### Rows
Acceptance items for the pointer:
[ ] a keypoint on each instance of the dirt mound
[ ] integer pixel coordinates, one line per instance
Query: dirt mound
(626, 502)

### Problem to solve
Duplicate the records above line for line, keeping every character unchanged.

### Expected answer
Acceptance items for the pointer:
[ ] a keypoint on each instance of the dirt mound
[ ] integer pixel coordinates, one line per instance
Query: dirt mound
(626, 502)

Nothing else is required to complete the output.